» GOAL OF THE EXERCISE
Count the lines in the records below that contain the string "olive", matching case exactly. Give only the number.

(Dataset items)
___
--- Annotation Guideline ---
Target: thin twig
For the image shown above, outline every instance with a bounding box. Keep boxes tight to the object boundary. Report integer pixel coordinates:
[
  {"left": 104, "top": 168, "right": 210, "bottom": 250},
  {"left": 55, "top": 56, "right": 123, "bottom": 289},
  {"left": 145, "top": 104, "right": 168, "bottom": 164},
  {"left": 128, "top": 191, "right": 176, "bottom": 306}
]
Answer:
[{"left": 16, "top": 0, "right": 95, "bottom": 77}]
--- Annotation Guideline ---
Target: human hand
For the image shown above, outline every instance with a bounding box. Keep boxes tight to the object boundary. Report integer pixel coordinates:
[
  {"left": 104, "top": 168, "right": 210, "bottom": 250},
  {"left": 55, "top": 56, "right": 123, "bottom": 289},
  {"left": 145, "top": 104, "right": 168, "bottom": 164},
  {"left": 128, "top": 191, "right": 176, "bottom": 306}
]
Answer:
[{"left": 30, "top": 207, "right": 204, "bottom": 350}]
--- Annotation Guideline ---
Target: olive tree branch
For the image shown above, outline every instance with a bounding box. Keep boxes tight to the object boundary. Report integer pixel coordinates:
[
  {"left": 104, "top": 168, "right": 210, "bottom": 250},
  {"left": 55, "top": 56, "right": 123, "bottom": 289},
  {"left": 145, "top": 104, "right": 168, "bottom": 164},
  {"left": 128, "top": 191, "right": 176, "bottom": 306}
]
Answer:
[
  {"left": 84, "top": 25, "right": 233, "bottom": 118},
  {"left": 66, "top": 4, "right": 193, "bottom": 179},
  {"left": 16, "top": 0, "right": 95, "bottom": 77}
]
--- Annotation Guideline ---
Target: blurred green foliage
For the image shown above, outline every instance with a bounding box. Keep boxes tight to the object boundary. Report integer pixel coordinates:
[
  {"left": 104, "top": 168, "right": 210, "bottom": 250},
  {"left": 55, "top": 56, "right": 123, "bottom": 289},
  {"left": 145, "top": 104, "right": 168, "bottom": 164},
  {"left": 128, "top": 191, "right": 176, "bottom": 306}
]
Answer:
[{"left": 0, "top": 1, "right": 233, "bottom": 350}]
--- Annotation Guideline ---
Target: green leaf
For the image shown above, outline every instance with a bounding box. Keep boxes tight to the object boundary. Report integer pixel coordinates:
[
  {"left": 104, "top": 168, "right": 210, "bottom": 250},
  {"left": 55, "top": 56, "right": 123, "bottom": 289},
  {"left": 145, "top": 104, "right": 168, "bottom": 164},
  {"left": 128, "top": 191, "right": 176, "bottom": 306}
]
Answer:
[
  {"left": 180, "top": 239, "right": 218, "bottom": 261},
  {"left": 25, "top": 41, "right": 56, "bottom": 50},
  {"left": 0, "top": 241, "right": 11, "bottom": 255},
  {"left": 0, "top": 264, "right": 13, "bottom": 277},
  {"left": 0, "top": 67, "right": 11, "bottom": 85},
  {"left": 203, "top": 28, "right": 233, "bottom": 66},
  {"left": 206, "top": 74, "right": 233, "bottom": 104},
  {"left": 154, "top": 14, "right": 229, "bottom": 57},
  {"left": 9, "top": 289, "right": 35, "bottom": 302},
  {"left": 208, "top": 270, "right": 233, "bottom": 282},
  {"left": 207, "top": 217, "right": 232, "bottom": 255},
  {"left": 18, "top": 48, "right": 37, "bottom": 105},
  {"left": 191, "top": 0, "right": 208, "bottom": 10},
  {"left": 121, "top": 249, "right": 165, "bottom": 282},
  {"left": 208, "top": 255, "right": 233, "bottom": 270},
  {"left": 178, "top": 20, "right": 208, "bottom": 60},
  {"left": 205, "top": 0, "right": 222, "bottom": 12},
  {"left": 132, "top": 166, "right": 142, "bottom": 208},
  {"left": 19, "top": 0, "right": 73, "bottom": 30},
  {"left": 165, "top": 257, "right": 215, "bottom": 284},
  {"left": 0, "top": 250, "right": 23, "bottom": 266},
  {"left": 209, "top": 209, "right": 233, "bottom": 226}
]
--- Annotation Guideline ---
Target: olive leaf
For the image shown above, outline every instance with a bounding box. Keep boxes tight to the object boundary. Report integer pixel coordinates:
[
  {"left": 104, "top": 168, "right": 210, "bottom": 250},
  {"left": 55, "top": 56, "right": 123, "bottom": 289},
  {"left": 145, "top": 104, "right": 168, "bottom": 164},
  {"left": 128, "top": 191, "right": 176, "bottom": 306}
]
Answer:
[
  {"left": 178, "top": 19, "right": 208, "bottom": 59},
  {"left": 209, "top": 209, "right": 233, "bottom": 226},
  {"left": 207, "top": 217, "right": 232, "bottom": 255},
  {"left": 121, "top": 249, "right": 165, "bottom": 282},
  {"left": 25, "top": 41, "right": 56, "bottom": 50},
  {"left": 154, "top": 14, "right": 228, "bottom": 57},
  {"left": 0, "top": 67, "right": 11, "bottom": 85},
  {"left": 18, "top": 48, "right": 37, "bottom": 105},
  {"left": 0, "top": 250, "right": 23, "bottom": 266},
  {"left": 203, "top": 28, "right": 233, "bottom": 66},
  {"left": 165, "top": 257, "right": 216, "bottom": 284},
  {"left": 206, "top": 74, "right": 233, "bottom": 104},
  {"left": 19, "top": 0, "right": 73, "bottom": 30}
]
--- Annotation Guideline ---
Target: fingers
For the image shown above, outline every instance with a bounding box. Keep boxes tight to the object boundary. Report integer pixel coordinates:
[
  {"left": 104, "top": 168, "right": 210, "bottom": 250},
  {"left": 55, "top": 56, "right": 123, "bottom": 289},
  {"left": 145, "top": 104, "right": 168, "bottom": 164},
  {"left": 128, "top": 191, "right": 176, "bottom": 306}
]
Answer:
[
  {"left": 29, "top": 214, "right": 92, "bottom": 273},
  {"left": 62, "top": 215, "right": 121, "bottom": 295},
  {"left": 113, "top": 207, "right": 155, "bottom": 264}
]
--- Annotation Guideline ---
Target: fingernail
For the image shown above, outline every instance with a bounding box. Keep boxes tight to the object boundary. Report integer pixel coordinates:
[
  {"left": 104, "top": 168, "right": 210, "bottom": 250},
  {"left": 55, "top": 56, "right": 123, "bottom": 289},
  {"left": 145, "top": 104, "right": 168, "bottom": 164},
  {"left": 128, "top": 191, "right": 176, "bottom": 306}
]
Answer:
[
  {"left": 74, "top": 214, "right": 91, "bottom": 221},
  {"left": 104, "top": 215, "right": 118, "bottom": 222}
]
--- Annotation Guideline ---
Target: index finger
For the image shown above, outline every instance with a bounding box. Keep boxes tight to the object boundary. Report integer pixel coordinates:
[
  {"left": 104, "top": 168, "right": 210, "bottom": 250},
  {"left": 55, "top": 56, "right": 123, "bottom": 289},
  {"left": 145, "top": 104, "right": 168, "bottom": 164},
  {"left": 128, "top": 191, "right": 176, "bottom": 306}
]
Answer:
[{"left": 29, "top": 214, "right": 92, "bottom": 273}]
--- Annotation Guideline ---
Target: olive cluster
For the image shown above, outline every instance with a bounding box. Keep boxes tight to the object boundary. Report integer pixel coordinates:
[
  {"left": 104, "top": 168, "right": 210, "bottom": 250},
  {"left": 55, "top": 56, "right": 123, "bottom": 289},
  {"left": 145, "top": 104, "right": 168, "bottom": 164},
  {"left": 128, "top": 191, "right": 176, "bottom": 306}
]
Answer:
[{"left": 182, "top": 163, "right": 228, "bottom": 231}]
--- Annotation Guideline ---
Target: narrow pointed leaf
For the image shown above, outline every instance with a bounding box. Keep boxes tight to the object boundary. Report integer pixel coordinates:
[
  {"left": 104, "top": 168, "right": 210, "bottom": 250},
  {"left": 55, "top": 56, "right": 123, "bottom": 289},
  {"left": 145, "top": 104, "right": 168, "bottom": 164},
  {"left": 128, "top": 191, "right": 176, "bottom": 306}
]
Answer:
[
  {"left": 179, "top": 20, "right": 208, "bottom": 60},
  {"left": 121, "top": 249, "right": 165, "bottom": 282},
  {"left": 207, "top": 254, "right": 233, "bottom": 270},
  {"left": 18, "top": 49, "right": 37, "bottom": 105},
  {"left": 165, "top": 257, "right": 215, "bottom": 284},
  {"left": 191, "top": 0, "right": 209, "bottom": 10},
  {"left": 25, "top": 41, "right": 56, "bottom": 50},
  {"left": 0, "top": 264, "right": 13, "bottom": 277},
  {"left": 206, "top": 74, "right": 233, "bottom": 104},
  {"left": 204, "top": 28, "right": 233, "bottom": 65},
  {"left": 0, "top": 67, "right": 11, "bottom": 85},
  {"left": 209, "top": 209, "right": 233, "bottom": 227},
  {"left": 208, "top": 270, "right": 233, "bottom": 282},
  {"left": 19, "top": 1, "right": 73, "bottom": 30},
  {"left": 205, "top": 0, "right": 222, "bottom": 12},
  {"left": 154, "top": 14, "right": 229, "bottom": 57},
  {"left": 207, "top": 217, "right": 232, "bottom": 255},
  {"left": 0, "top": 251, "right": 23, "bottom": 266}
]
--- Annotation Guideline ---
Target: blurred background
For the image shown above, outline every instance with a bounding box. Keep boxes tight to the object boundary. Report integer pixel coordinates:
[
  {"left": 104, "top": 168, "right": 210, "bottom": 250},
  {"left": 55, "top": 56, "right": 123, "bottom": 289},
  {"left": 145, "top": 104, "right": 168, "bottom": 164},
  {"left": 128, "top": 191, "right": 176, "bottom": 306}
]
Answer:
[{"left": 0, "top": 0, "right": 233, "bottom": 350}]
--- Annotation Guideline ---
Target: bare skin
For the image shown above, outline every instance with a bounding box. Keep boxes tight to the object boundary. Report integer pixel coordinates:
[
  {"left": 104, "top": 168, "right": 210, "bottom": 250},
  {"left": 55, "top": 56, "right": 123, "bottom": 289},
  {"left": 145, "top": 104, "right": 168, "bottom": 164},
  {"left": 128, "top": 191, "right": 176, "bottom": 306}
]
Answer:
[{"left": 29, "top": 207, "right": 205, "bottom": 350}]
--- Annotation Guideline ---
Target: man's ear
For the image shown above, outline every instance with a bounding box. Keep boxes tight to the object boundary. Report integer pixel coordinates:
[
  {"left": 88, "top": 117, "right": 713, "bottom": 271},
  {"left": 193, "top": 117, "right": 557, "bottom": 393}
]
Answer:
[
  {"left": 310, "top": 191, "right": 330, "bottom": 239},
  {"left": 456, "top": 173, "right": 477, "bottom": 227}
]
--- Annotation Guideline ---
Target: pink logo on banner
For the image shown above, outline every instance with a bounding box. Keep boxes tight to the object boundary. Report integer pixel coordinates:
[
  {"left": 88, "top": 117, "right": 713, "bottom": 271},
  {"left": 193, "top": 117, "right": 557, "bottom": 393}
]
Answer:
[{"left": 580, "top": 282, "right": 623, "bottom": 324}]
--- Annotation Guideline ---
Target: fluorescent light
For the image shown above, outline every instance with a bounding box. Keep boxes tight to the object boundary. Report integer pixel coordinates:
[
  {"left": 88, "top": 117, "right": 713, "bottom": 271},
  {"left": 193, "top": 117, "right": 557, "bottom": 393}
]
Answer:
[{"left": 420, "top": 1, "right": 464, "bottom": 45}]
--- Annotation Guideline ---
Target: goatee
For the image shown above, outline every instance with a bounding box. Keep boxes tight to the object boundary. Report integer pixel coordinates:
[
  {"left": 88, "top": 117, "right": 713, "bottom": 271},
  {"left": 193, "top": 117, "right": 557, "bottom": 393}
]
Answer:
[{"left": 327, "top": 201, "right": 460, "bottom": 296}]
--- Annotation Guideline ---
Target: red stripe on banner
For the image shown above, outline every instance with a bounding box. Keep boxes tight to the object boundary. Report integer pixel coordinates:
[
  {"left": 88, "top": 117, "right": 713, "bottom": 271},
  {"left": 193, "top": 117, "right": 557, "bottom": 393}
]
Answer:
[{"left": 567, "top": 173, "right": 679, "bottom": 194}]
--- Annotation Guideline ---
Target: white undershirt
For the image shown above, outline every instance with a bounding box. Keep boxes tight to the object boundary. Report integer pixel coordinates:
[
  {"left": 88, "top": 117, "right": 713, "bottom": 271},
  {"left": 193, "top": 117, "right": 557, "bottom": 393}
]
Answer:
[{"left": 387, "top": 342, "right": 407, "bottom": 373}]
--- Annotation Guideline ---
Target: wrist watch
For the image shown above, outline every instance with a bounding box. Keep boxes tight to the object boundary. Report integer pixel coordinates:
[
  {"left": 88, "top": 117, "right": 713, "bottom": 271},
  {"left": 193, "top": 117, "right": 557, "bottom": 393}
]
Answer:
___
» TASK OUTPUT
3